__Problem details__: Write out each entry again. Keep every word exactly as it is.

__Extracted entries__:
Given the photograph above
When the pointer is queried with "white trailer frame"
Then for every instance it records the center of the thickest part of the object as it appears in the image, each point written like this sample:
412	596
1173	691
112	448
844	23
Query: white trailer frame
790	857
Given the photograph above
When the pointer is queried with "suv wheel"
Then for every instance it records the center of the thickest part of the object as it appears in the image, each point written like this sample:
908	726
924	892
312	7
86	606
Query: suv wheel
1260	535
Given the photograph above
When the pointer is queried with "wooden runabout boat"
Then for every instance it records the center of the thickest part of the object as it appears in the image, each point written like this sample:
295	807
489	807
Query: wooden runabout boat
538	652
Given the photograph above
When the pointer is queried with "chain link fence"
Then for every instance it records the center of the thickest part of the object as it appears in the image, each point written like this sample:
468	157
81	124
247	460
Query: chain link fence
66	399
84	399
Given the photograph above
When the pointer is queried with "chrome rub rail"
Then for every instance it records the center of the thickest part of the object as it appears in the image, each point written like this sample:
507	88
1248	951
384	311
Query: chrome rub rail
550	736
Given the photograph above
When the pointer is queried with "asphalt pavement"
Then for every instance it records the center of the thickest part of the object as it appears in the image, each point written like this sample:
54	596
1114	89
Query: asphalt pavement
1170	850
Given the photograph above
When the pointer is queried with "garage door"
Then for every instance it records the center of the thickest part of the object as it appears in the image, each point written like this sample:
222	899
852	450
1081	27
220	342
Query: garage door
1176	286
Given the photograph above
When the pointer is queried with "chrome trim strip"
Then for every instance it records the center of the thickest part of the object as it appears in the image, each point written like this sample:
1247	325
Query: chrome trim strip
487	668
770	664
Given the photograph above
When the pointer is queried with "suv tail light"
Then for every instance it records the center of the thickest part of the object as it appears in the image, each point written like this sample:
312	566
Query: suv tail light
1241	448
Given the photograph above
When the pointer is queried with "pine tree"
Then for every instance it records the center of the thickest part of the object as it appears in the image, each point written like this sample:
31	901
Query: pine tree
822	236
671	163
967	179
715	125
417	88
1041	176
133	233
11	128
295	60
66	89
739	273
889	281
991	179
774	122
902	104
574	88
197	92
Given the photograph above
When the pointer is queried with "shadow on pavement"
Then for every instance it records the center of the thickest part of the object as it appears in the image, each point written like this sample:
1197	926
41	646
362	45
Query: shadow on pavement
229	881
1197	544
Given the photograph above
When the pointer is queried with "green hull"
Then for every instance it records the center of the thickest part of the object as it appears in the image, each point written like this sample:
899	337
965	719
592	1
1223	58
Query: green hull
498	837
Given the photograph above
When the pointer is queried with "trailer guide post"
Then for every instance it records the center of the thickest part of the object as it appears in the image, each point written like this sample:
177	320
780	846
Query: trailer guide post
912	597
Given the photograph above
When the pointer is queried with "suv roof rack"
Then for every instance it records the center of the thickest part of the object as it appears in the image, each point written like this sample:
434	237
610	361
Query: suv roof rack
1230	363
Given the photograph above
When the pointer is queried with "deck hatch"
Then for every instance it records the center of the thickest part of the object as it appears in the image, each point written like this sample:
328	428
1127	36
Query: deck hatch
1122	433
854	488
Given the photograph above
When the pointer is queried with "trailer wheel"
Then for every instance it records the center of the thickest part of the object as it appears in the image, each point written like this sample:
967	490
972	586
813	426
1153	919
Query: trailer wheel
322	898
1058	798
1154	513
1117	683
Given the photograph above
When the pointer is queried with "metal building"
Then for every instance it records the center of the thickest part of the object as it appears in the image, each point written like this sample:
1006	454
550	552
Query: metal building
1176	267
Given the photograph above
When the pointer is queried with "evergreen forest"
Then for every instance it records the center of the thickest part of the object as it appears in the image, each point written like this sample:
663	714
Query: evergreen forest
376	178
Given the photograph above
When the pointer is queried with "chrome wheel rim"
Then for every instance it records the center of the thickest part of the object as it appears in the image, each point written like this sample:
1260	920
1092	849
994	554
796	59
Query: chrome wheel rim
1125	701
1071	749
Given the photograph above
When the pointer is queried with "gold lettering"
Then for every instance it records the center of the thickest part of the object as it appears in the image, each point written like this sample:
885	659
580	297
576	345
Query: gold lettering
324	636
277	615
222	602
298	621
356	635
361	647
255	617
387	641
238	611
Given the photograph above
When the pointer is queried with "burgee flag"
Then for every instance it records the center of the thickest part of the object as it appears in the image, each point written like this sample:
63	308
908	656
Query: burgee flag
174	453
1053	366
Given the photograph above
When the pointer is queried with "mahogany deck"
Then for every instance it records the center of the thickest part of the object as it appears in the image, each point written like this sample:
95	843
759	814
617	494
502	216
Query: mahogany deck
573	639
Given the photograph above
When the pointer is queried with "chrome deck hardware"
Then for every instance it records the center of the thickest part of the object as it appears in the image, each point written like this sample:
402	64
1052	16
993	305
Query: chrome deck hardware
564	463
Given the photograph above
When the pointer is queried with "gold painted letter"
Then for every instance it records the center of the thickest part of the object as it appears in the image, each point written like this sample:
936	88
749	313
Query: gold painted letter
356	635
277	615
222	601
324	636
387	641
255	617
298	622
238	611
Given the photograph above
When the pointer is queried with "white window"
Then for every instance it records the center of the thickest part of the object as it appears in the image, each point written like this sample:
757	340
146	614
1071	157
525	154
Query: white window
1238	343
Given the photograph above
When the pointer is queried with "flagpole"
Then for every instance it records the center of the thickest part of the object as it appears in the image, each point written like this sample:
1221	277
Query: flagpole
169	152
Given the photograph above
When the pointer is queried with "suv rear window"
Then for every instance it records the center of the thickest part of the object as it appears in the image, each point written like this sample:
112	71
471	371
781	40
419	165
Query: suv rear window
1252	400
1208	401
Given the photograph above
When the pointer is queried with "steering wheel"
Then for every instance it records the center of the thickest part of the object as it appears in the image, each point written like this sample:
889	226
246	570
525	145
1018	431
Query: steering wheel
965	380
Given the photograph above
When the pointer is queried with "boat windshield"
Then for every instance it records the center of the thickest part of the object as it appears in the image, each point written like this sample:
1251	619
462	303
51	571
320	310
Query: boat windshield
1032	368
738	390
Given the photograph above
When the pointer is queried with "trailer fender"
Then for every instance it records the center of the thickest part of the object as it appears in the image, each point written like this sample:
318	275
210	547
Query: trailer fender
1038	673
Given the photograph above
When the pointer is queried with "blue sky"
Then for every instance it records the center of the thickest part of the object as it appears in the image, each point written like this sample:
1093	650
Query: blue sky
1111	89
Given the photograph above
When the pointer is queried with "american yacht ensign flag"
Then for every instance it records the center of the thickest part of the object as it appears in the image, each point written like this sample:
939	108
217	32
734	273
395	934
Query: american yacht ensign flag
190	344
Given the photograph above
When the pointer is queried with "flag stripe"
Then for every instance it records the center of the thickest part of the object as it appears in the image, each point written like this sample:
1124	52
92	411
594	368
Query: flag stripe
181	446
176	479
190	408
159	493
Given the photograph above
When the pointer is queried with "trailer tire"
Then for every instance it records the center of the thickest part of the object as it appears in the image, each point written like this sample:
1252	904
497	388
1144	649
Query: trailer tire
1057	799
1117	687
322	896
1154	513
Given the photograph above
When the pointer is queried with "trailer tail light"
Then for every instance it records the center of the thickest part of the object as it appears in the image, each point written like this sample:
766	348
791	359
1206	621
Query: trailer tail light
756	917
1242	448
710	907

__Written response__:
Given the photograph above
When the pointer is queried with "white trailer frame"
Then for every instance it records the center of the thickest part of the object as it appears in the image, each point written like this sample:
412	596
1173	691
112	448
844	23
Query: white trailer frame
790	857
Given the photograph above
When the pointer is queried with "suv wheel"
Then for every instance it records the center of the thickest part of the object as it appears in the image, each point written like this sample:
908	726
924	892
312	7
86	606
Query: suv wheel
1260	535
Given the photograph above
When the pointer is queried with "wooden runabout boat"
Then for every instance it records the center of the thickest part of the object as it appears in the image, each point written like this sample:
295	807
489	807
Query: wooden runabout boat
538	652
Given the photograph above
When the pointer is queried with "chain link fence"
Then for every instance it records the center of the thickest part of the object as it appears in the image, each point written like this sample:
468	157
81	124
247	460
Query: chain link fence
66	399
84	399
Given the photograph above
When the pointer is queried with "chrome rub rail"
Then for every instance it records the center of the thickest part of the object as it appears in the image, each point written like this sample:
507	88
1248	951
384	311
Query: chrome rub rail
550	736
Given the photograph above
When the pointer is queried with "asphalt pavement"
Then for every instance it records the center of the thickest part of the object as it appears in the image, each point written like this sample:
54	596
1114	89
Query: asphalt pavement
1170	850
Given the photograph above
When the pointer is queried with "garage door"
Then for every instance it records the center of the thickest part of the object as it appears in the image, each point written like this sample:
222	899
852	450
1081	27
220	342
Query: garage door
1176	286
Given the photograph above
When the pointer is queried with "chrome trim strip"
Then for every instance it records the center of the thickest part of the object as it appears in the image, each point written like this sample:
1247	325
Query: chrome trim strip
487	668
770	664
Given the photograph above
When the pointer is queried with "suv tail light"
Then for every instance it records the center of the thickest part of the object as it appears in the image, each point written like this sample:
312	566
Query: suv tail light
1241	448
Given the photograph above
When the pointer is queried with "pine tree"
Then for every instance it records the center of the thickest part of the object as it appears in the image, each point written like this sample:
31	901
Query: pine tree
822	236
671	163
967	179
715	125
417	88
1041	176
133	233
11	128
295	60
66	89
739	273
889	281
991	179
774	122
902	104
574	88
197	92
Given the photograph above
When the pointer is queried with "shadow on pavement"
Then for every instance it records the center of the thickest part of the object as it appears in the image, each point written like this sample:
1197	926
41	646
362	45
Query: shadow on pavement
229	881
1197	544
Given the photograph above
When the pointer is queried with "green hull"
Then for every instance it records the center of the thickest part of the object as it appears in the image, each point written like this sample:
899	337
965	719
592	1
1223	58
Query: green hull
498	837
Given the photograph above
When the pointer is queried with "trailer guide post"
Then for every instance it records the center of the thickest part of the object as it appears in the image, each point written like this sample:
177	320
780	846
Query: trailer guide post
912	597
Given the photograph above
When the pointer is queried with "suv roof rack"
Then for every instance it records the center of the thickest part of the object as it appears in the image, each point written like this sample:
434	237
610	361
Query: suv roof rack
1230	363
Given the photograph above
When the pointer is queried with "deck hatch"
Then for every instance it records the center of the thickest part of the object as it appears in the image, each point written like this sample:
328	428
1127	36
Query: deck hatch
1122	433
854	488
Given the photograph above
When the pointer is queried with "trailer wheel"
Then for every instance it records the center of the thickest part of the object as it appears in the image, each point written like this sample:
967	490
972	586
813	426
1153	919
Query: trailer wheel
322	898
1058	798
1154	513
1117	683
Given the photograph above
When the pointer is queried with "metal building"
Then for every instance it records the center of the thickest part of the object as it appears in the image, each point written like this sample:
1006	454
550	552
Query: metal building
1176	267
Given the photograph above
When the pointer is queried with "evergreen forest"
Then for every instance it records the center of the thickest part of the object as it appears in the image, each point written like this sample:
663	714
Query: evergreen forest
376	178
Given the photograph above
When the pointer is queried with "chrome wheel rim"
Then for every instance it records the center of the thickest part of the object as it appears in the image, each point written like this sample:
1260	920
1092	849
994	554
796	59
Query: chrome wheel rim
1125	701
1071	749
Given the photograph above
When the pointer is queried with "gold lettering"
Then for every instance it records the center of the thickest part of the object as it appears in the image, each point written like this sample:
885	659
580	297
576	345
Query: gold lettering
324	636
277	615
222	602
298	621
356	635
361	647
255	617
387	641
238	611
Given the photograph above
When the pointer is queried with "burgee flag"
Then for every instance it records the center of the thickest part of the object as it appears in the image, each point written like this sample:
63	308
908	656
Query: burgee flag
174	453
1053	366
Given the photograph above
When the pointer is queried with "mahogany deck"
Then for every instance it records the center of the thickest part of the object as it appears in the image, each point written like this sample:
95	843
759	814
617	494
502	216
Query: mahogany deck
573	639
Given the photograph above
When the pointer is queried with "chrome deck hardware"
Then for every instance it records the center of the thickest part of the object as it appears in the image, each point written like this sample:
402	64
1052	16
993	305
Query: chrome deck hardware
564	463
Given the photograph above
When the pointer is queried with "gold painted letter"
Then for every instance it records the center of the thickest part of the object as it appears in the image, each point written like this sample:
936	88
749	313
Query: gold painted letter
356	635
277	615
222	601
324	636
387	641
255	617
298	622
238	611
Given the photograph above
When the pointer is queried with "white window"
Then for every instance it records the center of the thickest part of the object as it appears in the image, each point written like this sample:
757	340
146	614
1071	157
525	154
Query: white window
1238	343
Given the photograph above
When the pointer is queried with "flagpole"
Then for every instance it records the center of the thickest part of the object as it appears in the image, each point written like this sample:
1221	277
Query: flagpole
169	152
Given the photograph above
When the pointer is queried with "suv rear window"
Then for every instance it records the center of the thickest part of the object as it appears in the image, each point written like this sample:
112	71
471	371
781	40
419	165
Query: suv rear window
1252	400
1208	401
Given the photograph above
When the pointer is queried with "steering wheel"
Then for every instance it records the center of the thickest part of the object as it appears in the image, each point written like this sample:
889	226
246	570
525	145
1018	431
Query: steering wheel
965	380
Given the photograph above
When the pointer is queried with "boat windshield"
Then for every instance it records the center of the thickest part of the object as it appears in the image, each point written like this sample:
1251	619
462	303
51	571
320	310
Query: boat windshield
1032	368
738	390
Given the photograph above
When the pointer is queried with "trailer fender"
Then for every instance it records the center of the thickest part of the object as it appears in the image, each point written like this sample:
318	275
210	547
Query: trailer fender
1038	673
Given the photograph above
When the pointer is queried with "blue sky"
Then for every instance it records the center of the thickest part of the object as it appears in the image, each point written like this sample:
1093	650
Query: blue sky
1111	89
Given the photograph above
When the pointer is queried with "american yacht ensign flag"
Then for every instance it records the center of the thickest part of the object as it appears in the image, each point written like this sample:
939	108
217	32
734	273
395	934
Query: american yacht ensign flag
190	344
Given the photograph above
When the pointer is queried with "flag stripe"
Then for every instance it records the center of the thickest part of the object as it appears in the image, each point written like this sample:
1124	52
92	411
594	368
Query: flag stripe
181	446
176	479
190	408
159	493
Given the photograph above
When the pointer is queried with "trailer tire"
Then for every instance it records the center of the thickest part of the object as it appears in the image, each point written like this sample:
1252	904
497	388
1144	649
Query: trailer tire
1057	799
1117	687
322	896
1154	513
Given the photograph above
When the pointer is queried with "trailer tail light"
Then for every instance it records the center of the thickest part of the object as it appears in the image, each point written like this sample:
766	348
791	359
1206	621
Query: trailer tail light
756	917
1242	448
710	907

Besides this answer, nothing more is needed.